## Stored data entries
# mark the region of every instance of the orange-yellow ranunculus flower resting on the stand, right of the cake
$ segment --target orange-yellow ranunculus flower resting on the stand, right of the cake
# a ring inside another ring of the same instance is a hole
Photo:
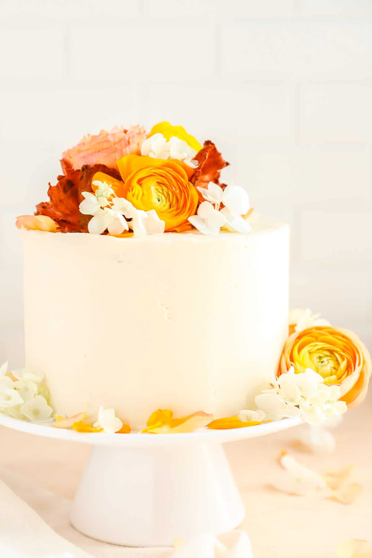
[[[294,366],[296,373],[311,368],[327,386],[340,386],[341,401],[361,403],[372,372],[371,357],[359,337],[347,329],[315,326],[293,333],[284,345],[279,373]]]

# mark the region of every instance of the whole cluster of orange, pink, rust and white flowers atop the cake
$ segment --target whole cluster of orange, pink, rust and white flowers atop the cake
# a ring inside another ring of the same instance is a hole
[[[62,153],[63,175],[49,185],[49,201],[17,227],[115,237],[195,228],[248,233],[247,192],[220,184],[225,162],[214,143],[200,143],[182,126],[113,128],[84,136]]]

## Task prompt
Filter the data down to the lines that contain the string "rust", and copy them.

## Output below
# mark the region of every instance of the whole cluster of orange, pink, rust and white flowers atop the cake
$ segment --target whole cluster of orange, pink, rust and white flowers atop the cake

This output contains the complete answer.